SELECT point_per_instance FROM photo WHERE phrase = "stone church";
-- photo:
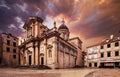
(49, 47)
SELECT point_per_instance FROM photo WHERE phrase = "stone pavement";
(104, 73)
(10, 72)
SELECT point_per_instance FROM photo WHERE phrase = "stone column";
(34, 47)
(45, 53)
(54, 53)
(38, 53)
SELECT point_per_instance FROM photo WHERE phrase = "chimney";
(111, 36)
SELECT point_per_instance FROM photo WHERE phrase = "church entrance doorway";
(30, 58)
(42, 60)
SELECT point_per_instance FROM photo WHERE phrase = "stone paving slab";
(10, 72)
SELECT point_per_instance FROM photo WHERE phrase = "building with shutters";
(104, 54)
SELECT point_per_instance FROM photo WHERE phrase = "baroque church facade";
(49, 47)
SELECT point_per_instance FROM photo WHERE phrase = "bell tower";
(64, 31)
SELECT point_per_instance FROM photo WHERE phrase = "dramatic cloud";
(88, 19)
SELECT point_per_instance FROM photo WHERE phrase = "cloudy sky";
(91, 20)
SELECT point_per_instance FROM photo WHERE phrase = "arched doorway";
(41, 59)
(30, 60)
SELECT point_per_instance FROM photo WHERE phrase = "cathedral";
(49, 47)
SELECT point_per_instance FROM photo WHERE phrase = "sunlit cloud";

* * *

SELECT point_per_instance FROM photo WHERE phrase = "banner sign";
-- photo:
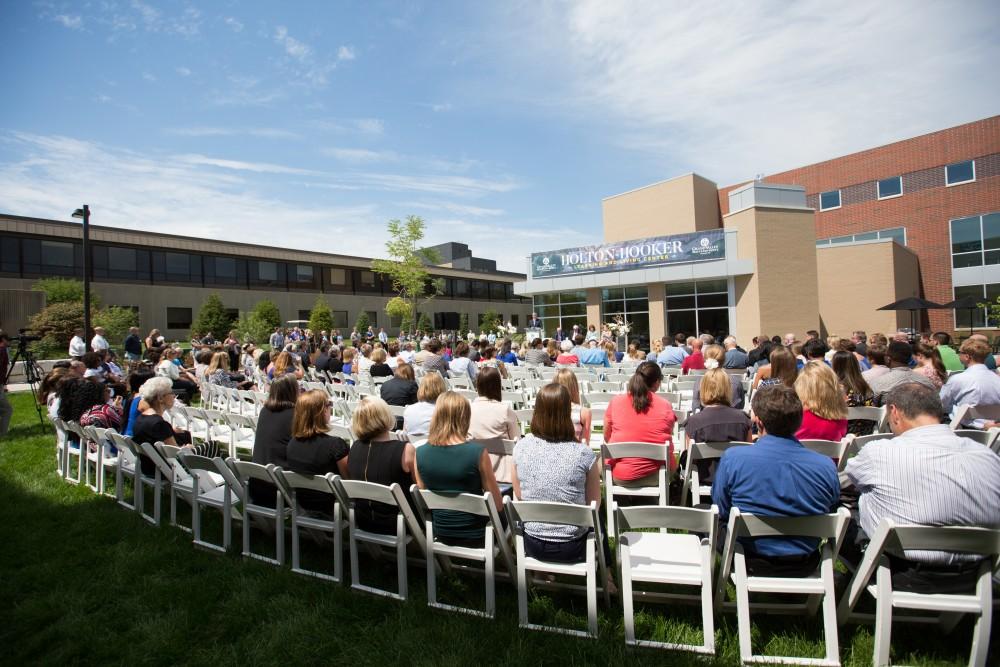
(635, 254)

* * *

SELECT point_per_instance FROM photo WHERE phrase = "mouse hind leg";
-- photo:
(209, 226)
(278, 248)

◆ **GIVEN PROBLEM**
Count the lines in the records that contain the string "doorway". Reply with the number alone.

◆ **THE REPLY**
2